● Excerpt
============================================================

[linalg] Adds compute_uv to TPU SVD.

PiperOrigin-RevId: 442864883

jax/_src/lax/svd.py

@@ -35,39 +35,45 @@
 
 import functools
 
-from typing import Sequence
+from typing import Sequence, Union
 
 import jax
 from jax import core
 from jax import lax
 import jax.numpy as jnp
 
 
-@functools.partial(jax.jit, static_argnums=(1, 2))
+@functools.partial(jax.jit, static_argnums=(1, 2, 3))
 def _svd(a: jnp.ndarray,
          is_hermitian: bool,
-         max_iterations: int) -> Sequence[jnp.ndarray]:
+         compute_uv: bool,
+         max_iterations: int) -> Union[jnp.ndarray, Sequence[jnp.ndarray]]:
   """Singular value decomposition for m x n matrix and m >= n.
 
   Args:
     a: A matrix of shape `m x n` with `m >= n`.
     is_hermitian: True if `a` is Hermitian.

============================================================

Answer these questions about the diff:
1. Which file does the diff change?
2. Which name is newly imported from `typing`?
3. What is `static_argnums` changed to in the `functools.partial` line?
The rows have nothing to do with this.

● Material provided
============================================================

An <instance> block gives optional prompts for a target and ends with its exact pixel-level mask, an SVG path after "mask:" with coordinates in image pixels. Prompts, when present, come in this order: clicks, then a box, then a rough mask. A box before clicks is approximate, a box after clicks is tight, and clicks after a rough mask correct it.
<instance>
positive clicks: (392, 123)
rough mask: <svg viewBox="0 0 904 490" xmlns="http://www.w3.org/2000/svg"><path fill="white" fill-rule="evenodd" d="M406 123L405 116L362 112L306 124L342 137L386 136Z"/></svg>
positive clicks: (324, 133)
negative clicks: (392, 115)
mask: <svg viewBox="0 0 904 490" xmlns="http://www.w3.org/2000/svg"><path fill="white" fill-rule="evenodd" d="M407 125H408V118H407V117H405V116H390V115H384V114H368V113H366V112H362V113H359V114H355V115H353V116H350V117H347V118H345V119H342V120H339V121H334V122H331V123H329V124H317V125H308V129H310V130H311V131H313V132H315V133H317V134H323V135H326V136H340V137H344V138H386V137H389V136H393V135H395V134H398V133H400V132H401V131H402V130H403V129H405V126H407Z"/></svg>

============================================================

● Result for this task
1. jax/_src/lax/svd.py
2. Union
3. (1, 2, 3)